[Saved entries]
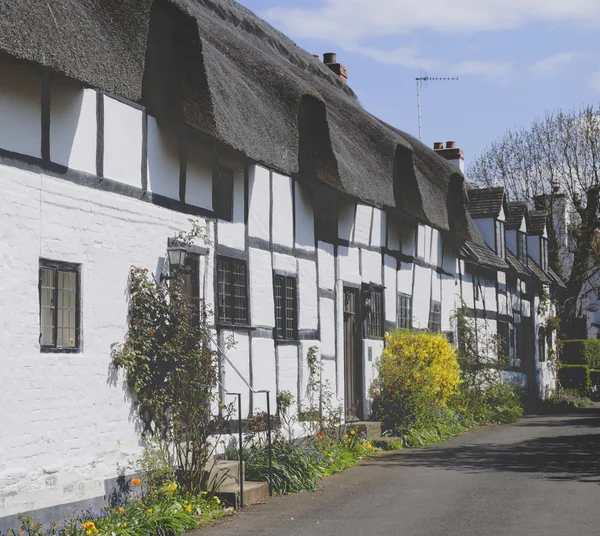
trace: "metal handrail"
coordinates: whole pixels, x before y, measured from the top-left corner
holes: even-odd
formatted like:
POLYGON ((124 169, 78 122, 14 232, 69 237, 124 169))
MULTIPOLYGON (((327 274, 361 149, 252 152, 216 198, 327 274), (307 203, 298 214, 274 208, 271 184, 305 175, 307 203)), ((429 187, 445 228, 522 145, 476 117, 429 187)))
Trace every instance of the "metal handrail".
MULTIPOLYGON (((212 333, 210 334, 210 340, 217 348, 217 352, 225 359, 225 361, 227 361, 229 366, 234 370, 234 372, 238 375, 238 377, 244 382, 244 384, 246 385, 246 387, 248 387, 250 392, 252 394, 264 394, 266 396, 266 399, 267 399, 267 448, 268 448, 268 455, 269 455, 269 496, 272 497, 273 496, 273 444, 272 444, 272 439, 271 439, 271 391, 269 391, 268 389, 260 389, 260 390, 254 389, 254 387, 252 387, 250 385, 250 383, 246 380, 246 378, 244 378, 243 374, 238 370, 238 368, 232 363, 231 359, 229 359, 229 357, 227 357, 227 354, 221 349, 221 346, 219 345, 218 341, 215 340, 215 337, 212 333)), ((243 474, 243 469, 242 469, 242 464, 243 464, 243 458, 242 458, 242 446, 243 446, 243 441, 242 441, 242 394, 241 393, 230 393, 220 381, 218 382, 218 384, 221 387, 221 389, 223 389, 225 394, 230 395, 230 396, 236 395, 238 397, 238 433, 239 433, 239 442, 240 442, 240 448, 239 448, 239 450, 240 450, 240 452, 239 452, 240 503, 241 503, 241 506, 244 506, 244 500, 243 500, 243 497, 244 497, 244 485, 243 485, 244 474, 243 474)))

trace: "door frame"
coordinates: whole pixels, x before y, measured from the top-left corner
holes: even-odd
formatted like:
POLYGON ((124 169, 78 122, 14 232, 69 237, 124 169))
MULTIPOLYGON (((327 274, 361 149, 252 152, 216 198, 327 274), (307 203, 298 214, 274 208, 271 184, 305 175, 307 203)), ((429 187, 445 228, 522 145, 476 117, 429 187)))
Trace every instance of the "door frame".
POLYGON ((352 283, 343 283, 342 287, 342 326, 344 336, 344 416, 346 420, 356 420, 364 417, 364 371, 363 371, 363 340, 362 340, 362 292, 361 285, 352 283), (351 362, 348 361, 347 341, 346 341, 346 292, 355 294, 354 308, 354 336, 352 342, 354 352, 351 362), (353 382, 348 378, 348 367, 352 369, 353 382), (352 386, 352 402, 349 404, 348 383, 349 380, 354 383, 352 386), (354 407, 355 401, 358 405, 354 407))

**Task instructions:** Output each entry exactly. Skip the pictures.

**Solution to this problem:**
trace: "metal handrail"
coordinates: whole pixels, x before y, measured from the top-left corner
holes: even-odd
formatted like:
POLYGON ((124 169, 78 122, 14 232, 69 237, 124 169))
MULTIPOLYGON (((327 274, 361 149, 252 152, 216 198, 327 274), (307 203, 298 214, 274 208, 271 184, 305 175, 307 203)), ((429 187, 445 228, 522 145, 476 117, 429 187)))
Trace every instance of the "metal handrail".
MULTIPOLYGON (((212 333, 210 334, 210 340, 217 348, 217 352, 225 359, 225 361, 227 361, 229 366, 234 370, 234 372, 238 375, 238 377, 244 382, 244 384, 246 385, 246 387, 248 387, 250 392, 252 394, 264 394, 266 396, 266 399, 267 399, 267 448, 268 448, 268 455, 269 455, 269 496, 272 497, 273 496, 273 444, 272 444, 272 439, 271 439, 271 391, 269 391, 268 389, 260 389, 260 390, 254 389, 254 387, 252 387, 250 385, 250 383, 246 380, 246 378, 244 378, 243 374, 238 370, 238 368, 232 363, 231 359, 229 359, 229 357, 227 357, 227 354, 221 349, 221 346, 219 345, 218 341, 215 340, 215 337, 212 333)), ((243 474, 243 469, 242 469, 242 464, 243 464, 243 458, 242 458, 242 446, 243 446, 243 441, 242 441, 242 394, 241 393, 230 393, 220 381, 218 382, 218 384, 221 387, 221 389, 223 389, 225 394, 230 395, 230 396, 236 395, 238 397, 238 433, 239 433, 239 442, 240 442, 240 448, 239 448, 239 450, 240 450, 240 452, 239 452, 240 503, 241 503, 241 506, 244 506, 244 500, 243 500, 243 497, 244 497, 244 485, 243 485, 244 474, 243 474)))

trace: "door frame"
coordinates: whole pixels, x before y, measured from the top-left corner
holes: even-odd
formatted like:
POLYGON ((124 169, 78 122, 14 232, 69 237, 124 169))
MULTIPOLYGON (((327 274, 361 149, 252 152, 216 198, 327 274), (307 203, 298 214, 274 208, 271 184, 305 175, 307 203)), ((429 187, 445 228, 522 145, 476 117, 429 187)))
Trace every instance of the "door frame".
POLYGON ((352 283, 343 283, 342 287, 342 326, 344 336, 344 416, 346 420, 356 420, 364 417, 364 371, 363 371, 363 340, 362 340, 362 292, 361 285, 352 283), (351 362, 348 361, 347 341, 346 341, 346 292, 355 294, 354 308, 354 336, 352 342, 354 352, 351 362), (353 382, 348 378, 348 367, 352 369, 353 382), (352 386, 352 402, 349 404, 348 383, 349 380, 354 383, 352 386), (354 407, 355 401, 358 405, 354 407))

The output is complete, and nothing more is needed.